• **Dataset excerpts**:
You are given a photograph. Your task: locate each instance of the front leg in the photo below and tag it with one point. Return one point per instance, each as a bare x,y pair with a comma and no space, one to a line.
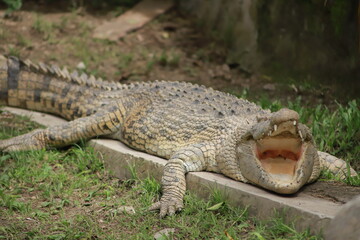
192,158
101,123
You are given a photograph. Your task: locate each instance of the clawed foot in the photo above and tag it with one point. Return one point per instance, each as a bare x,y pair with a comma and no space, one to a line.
29,141
168,206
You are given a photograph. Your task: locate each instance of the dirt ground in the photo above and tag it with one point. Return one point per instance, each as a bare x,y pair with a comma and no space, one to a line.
169,48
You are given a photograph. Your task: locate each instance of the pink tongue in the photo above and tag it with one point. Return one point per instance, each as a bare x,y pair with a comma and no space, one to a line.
278,153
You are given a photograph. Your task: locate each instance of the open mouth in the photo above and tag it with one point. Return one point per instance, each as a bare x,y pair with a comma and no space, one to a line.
279,156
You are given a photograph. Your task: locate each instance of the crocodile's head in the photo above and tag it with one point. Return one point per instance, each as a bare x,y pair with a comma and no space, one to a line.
277,153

• **What the task asks**:
Leave out all pictures, then copy the remaining material exactly.

• **Solution to this task**:
You are given a photograph. Your task: locate each instance of the front leg in the photo below and tag it with one point. Return one point per instance, each as a bare x,y pair with a comma and no space, one to a line.
192,158
101,123
You are given a photograph. Your task: locate each instance of the clawed foot in the photo above and tag it with one point. Return one point per instance, each as a bare x,y pair with a comma and no space, one to a line.
29,141
168,206
You are given a photograph. Your task: locate each instance of the dirt ground in the photo above and tag it with one point. Return one point per instance, each as a bare x,y pair with a comma and no space, one to a line.
169,48
You are given a photograph. Your task: locate each instance of the pink tongue in the photo above and tag it with one point. Return one point per instance, each as a bare x,y pair with a comma and no space, one to a line.
278,153
You are given a photograph. Your task: locate each instance of the open mouth in the photo above and tag it with one point. Return one point per instance, each as a bare x,y pair with a comma and no space, one to a line.
279,156
You are given a photograph. Your task: locate each instance of the crocodile's head in the photo above and tag it with one point. Return one point per instance, each as a bare x,y pair with a comma and no space, one to a line.
277,153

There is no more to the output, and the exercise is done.